Supplied passage =>
◆ ◆ ◆ ◆ ◆

But the foundation decided to bow out after the asking price climbed too high, foundation President Alberto Ibarguen said at the Akron Roundtable Thursday.

``The price that was offered, the amount of money that was offered was, we thought, very significant, and ultimately it was our decision that it would have been unwise to go that high,'' Ibarguen said.

Black Press Ltd. of Canada ultimately bought the Beacon Journal for $165 million from the California-based McClatchy newspaper company, which had acquired the Beacon Journal when it bought Knight Ridder Inc. in June.

McClatchy kept 20 Knight Ridder newspapers that it said are in growing markets, and it sold the Beacon Journal and 11 others.

The Knight Foundation has a $2.2 billion endowment built on the Knight family's investments in newspapers and has invested about $100 million in the Akron area.

Ibarguen would not say how much the foundation offered for the paper, but he said it wasn't close to the winning bid.

◆ ◆ ◆ ◆ ◆

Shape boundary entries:
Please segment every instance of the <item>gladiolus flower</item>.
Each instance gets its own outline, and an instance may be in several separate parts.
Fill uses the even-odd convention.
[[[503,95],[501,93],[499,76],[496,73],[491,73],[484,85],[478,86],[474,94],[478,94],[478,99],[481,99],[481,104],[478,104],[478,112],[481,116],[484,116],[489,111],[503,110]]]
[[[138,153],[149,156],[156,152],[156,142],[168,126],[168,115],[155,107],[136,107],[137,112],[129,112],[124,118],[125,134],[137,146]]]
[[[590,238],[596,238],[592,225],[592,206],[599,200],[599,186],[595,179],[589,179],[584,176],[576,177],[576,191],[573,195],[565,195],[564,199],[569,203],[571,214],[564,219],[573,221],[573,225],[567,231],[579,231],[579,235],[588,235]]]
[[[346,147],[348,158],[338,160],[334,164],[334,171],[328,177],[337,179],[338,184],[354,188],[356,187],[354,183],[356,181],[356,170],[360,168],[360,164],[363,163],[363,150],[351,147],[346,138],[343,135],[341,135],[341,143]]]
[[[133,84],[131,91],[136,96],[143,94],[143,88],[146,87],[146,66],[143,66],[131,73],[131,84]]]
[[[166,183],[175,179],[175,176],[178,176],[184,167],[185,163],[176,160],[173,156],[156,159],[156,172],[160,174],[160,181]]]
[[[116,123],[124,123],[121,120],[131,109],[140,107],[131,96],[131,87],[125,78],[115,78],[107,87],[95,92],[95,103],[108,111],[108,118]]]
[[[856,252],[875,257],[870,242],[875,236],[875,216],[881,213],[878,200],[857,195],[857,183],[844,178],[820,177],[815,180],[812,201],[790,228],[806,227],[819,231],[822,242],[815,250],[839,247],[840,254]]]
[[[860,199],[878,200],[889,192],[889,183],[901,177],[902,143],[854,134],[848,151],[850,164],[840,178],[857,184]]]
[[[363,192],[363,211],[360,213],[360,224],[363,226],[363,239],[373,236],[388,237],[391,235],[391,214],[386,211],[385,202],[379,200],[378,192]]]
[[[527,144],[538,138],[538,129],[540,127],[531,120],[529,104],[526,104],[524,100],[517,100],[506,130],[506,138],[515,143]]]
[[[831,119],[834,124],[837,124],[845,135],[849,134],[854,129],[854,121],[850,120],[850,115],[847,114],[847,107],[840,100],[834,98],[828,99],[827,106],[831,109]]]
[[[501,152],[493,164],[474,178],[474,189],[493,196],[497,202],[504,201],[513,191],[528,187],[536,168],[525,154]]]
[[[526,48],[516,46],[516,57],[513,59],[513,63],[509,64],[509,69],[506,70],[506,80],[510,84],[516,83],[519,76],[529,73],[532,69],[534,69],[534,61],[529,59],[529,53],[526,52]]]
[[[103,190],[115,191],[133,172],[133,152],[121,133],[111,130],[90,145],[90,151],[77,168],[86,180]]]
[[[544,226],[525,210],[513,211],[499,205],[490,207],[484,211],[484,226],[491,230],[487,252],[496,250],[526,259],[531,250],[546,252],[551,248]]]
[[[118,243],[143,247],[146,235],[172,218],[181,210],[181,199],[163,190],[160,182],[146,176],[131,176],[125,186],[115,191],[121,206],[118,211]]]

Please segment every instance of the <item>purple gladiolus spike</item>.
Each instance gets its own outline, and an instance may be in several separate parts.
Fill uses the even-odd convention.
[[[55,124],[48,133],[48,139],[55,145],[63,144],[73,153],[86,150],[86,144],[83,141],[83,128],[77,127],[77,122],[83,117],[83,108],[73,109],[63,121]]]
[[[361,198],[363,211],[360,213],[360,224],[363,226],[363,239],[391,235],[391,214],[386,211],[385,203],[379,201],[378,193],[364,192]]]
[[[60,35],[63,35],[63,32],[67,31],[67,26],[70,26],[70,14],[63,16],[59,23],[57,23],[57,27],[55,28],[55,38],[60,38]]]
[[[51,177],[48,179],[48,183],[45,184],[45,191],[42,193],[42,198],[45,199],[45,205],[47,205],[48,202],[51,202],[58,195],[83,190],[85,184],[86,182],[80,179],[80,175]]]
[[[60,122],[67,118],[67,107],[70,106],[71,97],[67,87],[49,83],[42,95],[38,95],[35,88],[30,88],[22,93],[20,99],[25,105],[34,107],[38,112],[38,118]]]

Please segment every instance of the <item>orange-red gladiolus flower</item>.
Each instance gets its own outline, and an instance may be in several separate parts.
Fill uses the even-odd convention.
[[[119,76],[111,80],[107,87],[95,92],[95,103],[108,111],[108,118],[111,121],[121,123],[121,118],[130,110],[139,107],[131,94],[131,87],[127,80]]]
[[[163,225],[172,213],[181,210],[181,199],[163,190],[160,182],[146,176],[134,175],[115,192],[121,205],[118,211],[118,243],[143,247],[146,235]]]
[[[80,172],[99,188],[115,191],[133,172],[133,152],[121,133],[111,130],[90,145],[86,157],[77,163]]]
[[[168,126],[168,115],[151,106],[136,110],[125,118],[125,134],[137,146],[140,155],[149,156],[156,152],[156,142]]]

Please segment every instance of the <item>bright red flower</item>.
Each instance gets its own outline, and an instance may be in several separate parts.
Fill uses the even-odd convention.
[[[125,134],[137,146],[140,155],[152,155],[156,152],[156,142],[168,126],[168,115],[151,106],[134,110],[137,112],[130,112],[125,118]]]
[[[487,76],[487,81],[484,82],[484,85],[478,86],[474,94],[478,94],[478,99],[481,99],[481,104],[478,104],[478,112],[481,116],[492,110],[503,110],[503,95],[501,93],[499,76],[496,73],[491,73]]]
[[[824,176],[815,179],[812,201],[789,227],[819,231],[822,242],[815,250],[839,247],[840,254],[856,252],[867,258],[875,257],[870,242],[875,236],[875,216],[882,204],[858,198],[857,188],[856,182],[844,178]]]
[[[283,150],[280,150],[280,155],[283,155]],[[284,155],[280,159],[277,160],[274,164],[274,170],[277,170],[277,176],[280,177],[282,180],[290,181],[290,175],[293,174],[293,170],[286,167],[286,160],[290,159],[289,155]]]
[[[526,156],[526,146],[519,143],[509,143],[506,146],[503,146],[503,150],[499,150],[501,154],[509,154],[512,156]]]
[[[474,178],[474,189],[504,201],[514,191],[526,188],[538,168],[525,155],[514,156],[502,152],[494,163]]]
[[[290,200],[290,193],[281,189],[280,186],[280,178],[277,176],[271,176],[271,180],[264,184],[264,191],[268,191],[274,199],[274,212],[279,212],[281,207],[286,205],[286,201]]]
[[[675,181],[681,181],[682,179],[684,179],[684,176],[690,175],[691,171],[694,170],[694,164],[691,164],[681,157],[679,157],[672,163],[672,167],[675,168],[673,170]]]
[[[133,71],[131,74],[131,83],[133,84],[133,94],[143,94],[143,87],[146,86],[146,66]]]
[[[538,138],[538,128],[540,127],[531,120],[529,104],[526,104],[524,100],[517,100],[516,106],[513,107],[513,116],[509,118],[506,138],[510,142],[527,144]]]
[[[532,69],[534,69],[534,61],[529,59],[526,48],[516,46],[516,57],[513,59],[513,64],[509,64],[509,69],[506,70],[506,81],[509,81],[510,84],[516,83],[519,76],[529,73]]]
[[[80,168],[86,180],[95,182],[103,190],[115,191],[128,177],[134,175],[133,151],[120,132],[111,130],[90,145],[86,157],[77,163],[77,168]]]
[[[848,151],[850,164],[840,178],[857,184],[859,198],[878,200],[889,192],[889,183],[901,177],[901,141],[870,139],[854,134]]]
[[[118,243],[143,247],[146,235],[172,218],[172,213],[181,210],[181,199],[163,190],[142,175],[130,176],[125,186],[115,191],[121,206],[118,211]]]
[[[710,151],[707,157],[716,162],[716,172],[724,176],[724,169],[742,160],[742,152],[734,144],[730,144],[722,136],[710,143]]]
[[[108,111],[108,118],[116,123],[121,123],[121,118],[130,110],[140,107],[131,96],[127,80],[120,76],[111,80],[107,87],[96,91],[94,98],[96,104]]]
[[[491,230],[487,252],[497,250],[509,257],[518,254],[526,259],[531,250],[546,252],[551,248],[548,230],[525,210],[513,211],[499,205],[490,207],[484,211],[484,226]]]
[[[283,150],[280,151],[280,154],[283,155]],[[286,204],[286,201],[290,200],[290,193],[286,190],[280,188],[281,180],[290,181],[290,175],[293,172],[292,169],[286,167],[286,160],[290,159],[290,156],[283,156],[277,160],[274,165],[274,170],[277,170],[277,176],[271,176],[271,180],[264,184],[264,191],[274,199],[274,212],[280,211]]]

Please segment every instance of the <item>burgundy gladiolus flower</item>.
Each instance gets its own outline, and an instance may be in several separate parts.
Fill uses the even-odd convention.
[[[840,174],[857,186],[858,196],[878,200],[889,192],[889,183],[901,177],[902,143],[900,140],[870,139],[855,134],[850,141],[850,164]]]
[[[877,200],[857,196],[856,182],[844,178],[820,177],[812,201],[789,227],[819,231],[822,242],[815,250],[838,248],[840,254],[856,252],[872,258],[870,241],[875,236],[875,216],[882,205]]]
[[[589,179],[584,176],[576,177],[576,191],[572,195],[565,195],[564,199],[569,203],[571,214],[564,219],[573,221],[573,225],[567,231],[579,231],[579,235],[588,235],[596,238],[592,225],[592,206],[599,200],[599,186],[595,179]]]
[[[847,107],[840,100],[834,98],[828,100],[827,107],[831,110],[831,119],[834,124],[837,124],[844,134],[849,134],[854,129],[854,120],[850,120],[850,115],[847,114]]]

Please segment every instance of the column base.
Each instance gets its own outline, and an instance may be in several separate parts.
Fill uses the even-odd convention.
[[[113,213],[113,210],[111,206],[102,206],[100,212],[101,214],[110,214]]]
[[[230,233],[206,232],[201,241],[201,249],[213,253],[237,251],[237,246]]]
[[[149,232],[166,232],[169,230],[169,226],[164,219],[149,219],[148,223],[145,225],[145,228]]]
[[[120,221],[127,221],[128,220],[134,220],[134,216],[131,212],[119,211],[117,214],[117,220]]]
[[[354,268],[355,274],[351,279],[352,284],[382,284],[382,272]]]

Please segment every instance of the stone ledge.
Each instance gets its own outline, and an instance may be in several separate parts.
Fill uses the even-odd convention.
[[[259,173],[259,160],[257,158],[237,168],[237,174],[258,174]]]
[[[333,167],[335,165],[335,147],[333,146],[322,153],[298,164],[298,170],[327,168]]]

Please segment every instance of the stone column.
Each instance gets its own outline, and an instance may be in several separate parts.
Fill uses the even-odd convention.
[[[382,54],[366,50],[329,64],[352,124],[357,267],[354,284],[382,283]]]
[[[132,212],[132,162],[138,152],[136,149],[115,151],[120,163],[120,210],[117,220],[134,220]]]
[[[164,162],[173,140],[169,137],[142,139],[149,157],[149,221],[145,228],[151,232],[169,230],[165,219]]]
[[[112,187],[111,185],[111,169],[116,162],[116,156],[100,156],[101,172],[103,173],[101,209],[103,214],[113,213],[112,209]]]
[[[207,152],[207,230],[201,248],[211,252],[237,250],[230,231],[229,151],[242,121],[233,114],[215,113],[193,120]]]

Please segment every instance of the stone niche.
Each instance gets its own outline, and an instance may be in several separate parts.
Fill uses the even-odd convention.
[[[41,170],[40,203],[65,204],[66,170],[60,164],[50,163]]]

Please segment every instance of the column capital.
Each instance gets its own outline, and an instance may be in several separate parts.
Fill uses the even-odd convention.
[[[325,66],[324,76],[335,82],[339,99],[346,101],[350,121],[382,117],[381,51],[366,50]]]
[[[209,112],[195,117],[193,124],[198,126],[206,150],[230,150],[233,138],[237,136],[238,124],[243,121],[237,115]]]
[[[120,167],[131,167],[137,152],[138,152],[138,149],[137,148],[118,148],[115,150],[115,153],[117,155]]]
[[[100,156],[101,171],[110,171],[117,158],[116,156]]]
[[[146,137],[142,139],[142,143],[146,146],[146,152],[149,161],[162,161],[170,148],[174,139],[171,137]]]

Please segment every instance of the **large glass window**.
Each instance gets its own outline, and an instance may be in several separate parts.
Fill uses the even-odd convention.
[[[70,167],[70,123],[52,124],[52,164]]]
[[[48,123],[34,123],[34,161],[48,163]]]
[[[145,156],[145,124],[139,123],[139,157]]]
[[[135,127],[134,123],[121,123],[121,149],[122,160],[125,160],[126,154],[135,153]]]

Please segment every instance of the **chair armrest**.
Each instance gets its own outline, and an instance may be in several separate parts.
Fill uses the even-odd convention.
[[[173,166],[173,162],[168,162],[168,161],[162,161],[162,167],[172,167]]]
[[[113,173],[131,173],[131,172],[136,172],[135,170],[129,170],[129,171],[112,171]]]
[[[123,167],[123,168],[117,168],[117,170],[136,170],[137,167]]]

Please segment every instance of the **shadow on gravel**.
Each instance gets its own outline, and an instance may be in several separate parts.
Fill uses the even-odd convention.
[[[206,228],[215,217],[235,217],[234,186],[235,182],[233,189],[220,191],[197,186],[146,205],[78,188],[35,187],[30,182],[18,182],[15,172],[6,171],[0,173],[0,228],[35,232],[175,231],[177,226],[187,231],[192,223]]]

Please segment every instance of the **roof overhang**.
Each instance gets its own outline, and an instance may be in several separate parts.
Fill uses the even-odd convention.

◆ ◆ ◆ ◆ ◆

Task instructions =>
(1) Output the Beacon Journal passage word for word, starting with "Black Press Ltd." and going on through "the Akron area.".
(2) For each statement below, answer yes or no based on the Beacon Journal passage, and quote the words that decide it. (a) Black Press Ltd. paid $165 million for the Beacon Journal. (b) McClatchy kept the Beacon Journal as one of its newspapers. (c) Ibarguen revealed how much the foundation offered for the paper.
The items have no connection to the Beacon Journal passage.

Exercise responses =>
(1)
Black Press Ltd. of Canada ultimately bought the Beacon Journal for $165 million from the California-based McClatchy newspaper company, which had acquired the Beacon Journal when it bought Knight Ridder Inc. in June.

McClatchy kept 20 Knight Ridder newspapers that it said are in growing markets, and it sold the Beacon Journal and 11 others.

The Knight Foundation has a $2.2 billion endowment built on the Knight family's investments in newspapers and has invested about $100 million in the Akron area.

(2)
(a) Yes: "Black Press Ltd. of Canada ultimately bought the Beacon Journal for $165 million"
(b) No: "it sold the Beacon Journal and 11 others."
(c) No: "Ibarguen would not say how much the foundation offered for the paper"